§ Stored records:
>>>
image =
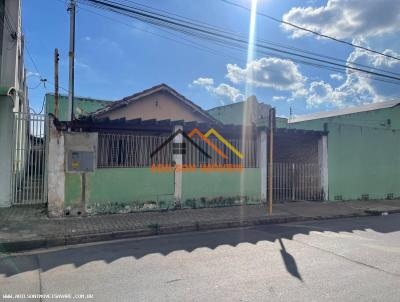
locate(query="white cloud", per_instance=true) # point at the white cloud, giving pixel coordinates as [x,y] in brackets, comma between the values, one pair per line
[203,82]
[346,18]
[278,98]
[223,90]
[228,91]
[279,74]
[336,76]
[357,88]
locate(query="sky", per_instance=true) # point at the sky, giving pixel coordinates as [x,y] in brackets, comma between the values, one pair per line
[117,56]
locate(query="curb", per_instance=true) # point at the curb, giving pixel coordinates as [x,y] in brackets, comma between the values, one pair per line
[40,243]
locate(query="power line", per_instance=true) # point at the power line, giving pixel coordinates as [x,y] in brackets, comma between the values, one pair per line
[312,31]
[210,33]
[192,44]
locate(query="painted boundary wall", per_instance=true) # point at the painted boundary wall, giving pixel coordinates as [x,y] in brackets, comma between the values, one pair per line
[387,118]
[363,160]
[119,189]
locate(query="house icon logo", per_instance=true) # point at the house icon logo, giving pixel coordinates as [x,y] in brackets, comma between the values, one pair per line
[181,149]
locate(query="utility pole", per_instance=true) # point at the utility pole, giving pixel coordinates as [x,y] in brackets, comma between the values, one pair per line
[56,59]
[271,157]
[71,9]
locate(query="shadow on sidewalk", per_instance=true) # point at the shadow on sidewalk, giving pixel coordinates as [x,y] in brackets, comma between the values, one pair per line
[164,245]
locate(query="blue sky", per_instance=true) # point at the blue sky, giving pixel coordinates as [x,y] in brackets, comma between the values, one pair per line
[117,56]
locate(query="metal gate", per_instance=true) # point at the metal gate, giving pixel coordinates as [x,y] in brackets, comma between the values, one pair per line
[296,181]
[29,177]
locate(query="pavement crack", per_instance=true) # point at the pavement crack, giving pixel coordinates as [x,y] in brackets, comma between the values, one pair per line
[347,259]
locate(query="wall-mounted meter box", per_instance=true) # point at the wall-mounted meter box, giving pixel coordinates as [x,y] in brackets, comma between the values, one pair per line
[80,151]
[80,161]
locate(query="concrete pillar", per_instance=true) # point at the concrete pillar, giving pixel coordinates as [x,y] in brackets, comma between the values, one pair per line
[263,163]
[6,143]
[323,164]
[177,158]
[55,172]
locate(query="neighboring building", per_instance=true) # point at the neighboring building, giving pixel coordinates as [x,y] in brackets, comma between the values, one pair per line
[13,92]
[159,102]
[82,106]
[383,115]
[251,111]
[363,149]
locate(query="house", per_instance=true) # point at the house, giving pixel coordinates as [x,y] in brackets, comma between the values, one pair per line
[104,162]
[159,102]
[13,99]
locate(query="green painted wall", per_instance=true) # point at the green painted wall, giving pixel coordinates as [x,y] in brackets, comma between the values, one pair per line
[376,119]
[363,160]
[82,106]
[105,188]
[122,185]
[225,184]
<<<
>>>
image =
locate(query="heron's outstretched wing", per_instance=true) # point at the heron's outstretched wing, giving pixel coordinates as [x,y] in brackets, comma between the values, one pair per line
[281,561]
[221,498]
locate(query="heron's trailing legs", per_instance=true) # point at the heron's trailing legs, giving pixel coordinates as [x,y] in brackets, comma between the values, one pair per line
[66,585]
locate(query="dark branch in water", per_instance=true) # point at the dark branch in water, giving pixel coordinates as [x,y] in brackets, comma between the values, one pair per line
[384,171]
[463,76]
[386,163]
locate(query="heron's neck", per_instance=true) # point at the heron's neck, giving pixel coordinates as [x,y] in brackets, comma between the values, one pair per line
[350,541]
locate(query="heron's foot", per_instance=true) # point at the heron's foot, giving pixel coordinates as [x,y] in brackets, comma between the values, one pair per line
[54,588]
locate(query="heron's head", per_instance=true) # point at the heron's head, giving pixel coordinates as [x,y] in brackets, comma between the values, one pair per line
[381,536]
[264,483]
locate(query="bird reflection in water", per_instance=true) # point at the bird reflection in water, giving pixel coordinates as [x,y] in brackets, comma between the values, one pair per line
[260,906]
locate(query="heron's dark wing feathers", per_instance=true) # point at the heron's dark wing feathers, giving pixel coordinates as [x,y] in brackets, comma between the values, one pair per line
<<<
>>>
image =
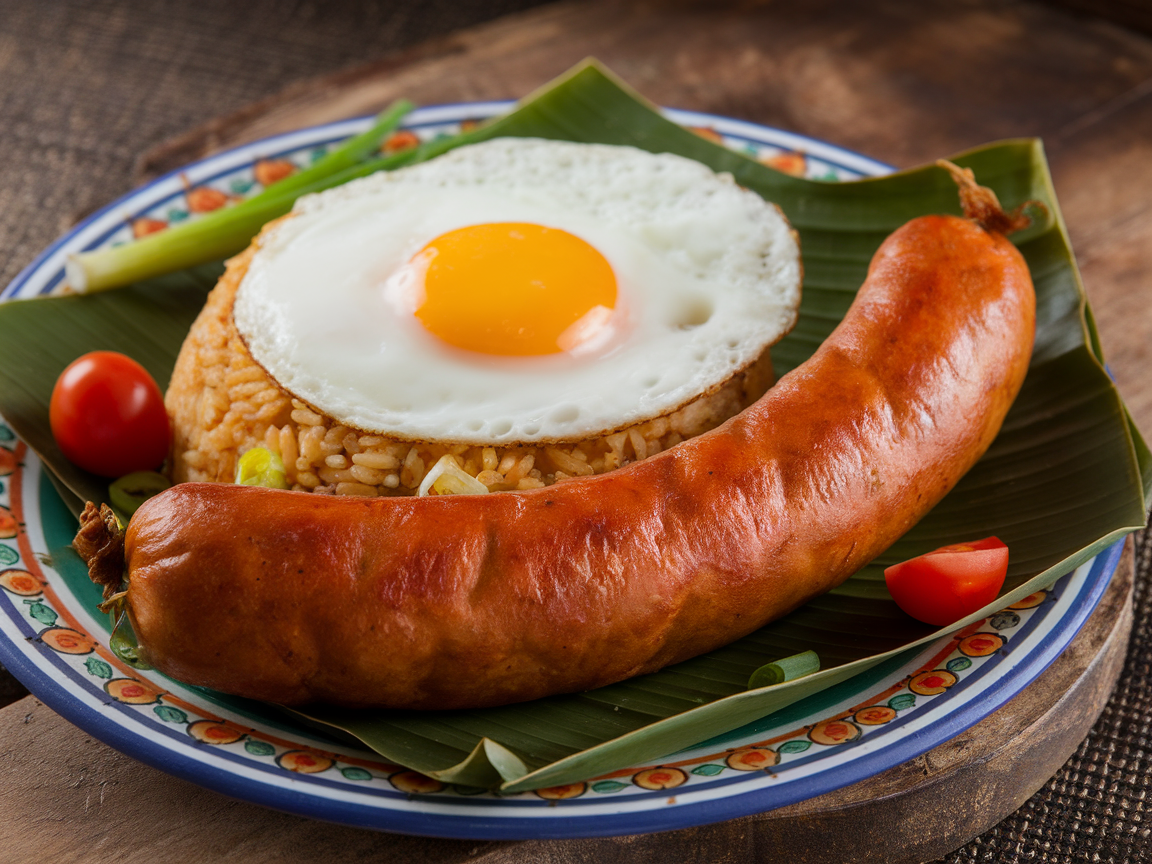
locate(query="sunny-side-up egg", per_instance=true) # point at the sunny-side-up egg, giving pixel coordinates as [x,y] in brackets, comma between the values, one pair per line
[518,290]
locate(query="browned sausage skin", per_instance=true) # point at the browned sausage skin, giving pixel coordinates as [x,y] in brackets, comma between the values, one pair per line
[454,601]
<<<
§ TASK: Format the lines as a Markdown table with the columns No. and Line, starting with the line that contains "heron's head, giving" and going on through the line that contains "the heron's dark". Number them in order and leave out any blank lines.

§ OUTPUT OF THE TASK:
| No. | Line |
|---|---|
| 1 | locate(query="heron's head", per_instance=true) # point at the heron's head, giving pixel coordinates as [x,y] in brackets, comma between the values, one pair per line |
| 2 | [381,536] |
| 3 | [264,483] |
| 4 | locate(query="bird reflection in water", per_instance=true) # point at the bird reflection in water, giving pixel coordinates as [x,y] in brackets, comma between the values, one pair per line |
| 5 | [260,906] |
| 6 | locate(query="heron's dark wing feathers", per_instance=true) # point at the heron's dark wing feathers, giving pixel coordinates as [x,y] in brackets, comma between the values, one pair per line |